This is on the Starwood Lagunamar website:

_Resort Maintenance Until October 31, 2014

Until October 31, 2014, there is an ongoing renovation project to enhance the villa interiors and the exterior walkways. During this time, all resort amenities and activities will remain available. The work is being completed one building at a time and guests will be housed in unaffected buildings. Please contact the resort for further information._
http://www.starwoodhotels.com/westin/property/overview/announcements.html?propertyID=5646

This is on the SVN page:
_
Resort Advisory
Important information that may affect your stay

The Westin Lagunamar Ocean Resort has a villa interior infrastructure project and an exterior walkway project continuing through late October 2014. All resort amenities and activities will remain open and unaffected by the project activity. _
https://www.starwoodvacationnetwork.com/the-westin-lagunamar-ocean-resort/announcements/

I have a June reservation--hopefully, all will be fine.


----------



## Markus (Feb 8, 2014)

*Westin Lagunamar inventory*

Spoke to Starwood and they said it was a reservation system problem that should be fixed in a few days.


----------



## DeniseM (Feb 8, 2014)

Markus said:


> Spoke to Starwood and they said it was a reservation system problem that should be fixed in a few days.



That conflicts with everything else that has been posted.  Did you call reservations on the phone, and speak to a low-level Rep?  They make a lot of mistakes, and are not able to provide an authoritative response.


----------



## inlondon20 (Feb 8, 2014)

--- Given data ---
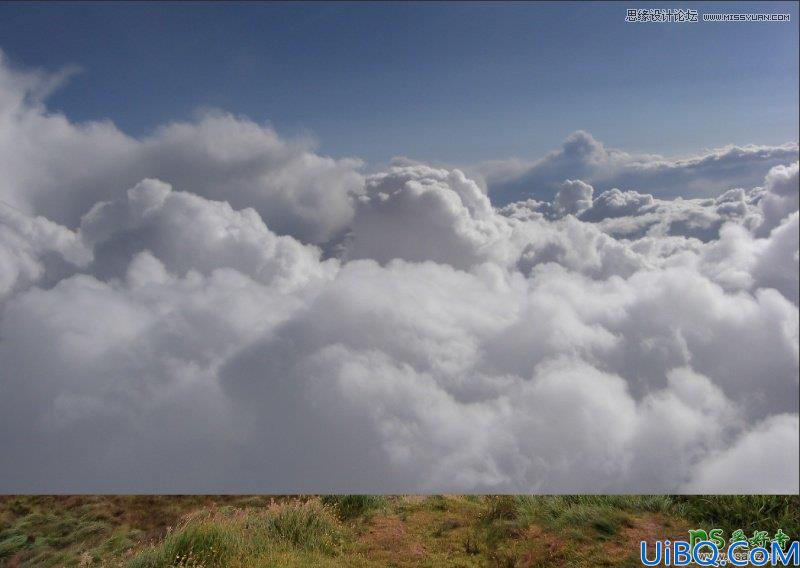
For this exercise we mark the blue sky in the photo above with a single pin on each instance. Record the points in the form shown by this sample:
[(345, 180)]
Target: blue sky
[(449, 81)]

--- Written problem ---
Could you write out the part of the resort renovation thread from "The Westin Lagunamar" to "will be fine." word for word? You won't need the lines for this.

--- Solved exercise ---
The Westin Lagunamar Ocean Resort has a villa interior infrastructure project and an exterior walkway project continuing through late October 2014. All resort amenities and activities will remain open and unaffected by the project activity. _
https://www.starwoodvacationnetwork.com/the-westin-lagunamar-ocean-resort/announcements/

I have a June reservation--hopefully, all will be fine.